---------- MATERIAL FOR THIS TASK
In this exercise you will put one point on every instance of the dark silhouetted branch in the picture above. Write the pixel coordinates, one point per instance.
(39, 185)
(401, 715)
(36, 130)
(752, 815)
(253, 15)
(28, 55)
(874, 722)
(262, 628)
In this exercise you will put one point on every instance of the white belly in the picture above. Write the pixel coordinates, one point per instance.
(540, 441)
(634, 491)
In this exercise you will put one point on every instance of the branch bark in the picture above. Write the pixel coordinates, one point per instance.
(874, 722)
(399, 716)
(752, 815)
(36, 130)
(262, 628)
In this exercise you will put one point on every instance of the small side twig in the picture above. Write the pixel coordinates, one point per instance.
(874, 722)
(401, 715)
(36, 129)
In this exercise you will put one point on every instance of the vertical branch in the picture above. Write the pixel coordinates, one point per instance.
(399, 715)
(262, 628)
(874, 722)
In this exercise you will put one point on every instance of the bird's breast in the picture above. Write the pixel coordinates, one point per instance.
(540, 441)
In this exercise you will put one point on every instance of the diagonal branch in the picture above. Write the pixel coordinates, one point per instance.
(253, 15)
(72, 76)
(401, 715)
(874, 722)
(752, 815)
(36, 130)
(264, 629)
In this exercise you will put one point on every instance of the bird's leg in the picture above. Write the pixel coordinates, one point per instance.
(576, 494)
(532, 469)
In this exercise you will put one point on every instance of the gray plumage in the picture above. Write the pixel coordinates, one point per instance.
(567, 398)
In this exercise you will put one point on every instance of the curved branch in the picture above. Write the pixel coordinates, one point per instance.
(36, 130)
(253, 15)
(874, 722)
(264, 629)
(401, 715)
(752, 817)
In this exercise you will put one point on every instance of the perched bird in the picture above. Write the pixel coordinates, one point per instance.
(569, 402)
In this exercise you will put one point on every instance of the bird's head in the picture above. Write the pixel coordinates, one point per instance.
--------------------
* PROBLEM DESCRIPTION
Restate, word for word, the final stretch of the entries above: the line containing "of the gray" and every line after it, up to and including the last.

* RESPONSE AREA
In this exercise you will put one point on every instance of the gray plumage in the picture above. Write the pixel coordinates, one point per instance.
(567, 398)
In this exercise you will put one point on every instance of the curved branch in the picture above. Write the pixel coordinates, one point per instance.
(36, 130)
(253, 15)
(874, 722)
(264, 629)
(401, 715)
(752, 817)
In this exercise you will put one point on every instance of the perched bird in the picture above. Write the pixel coordinates, one point per instance.
(569, 402)
In this exercise you will put one point on every instance of the bird's head in the picture above. Write the pixel coordinates, one point per instance.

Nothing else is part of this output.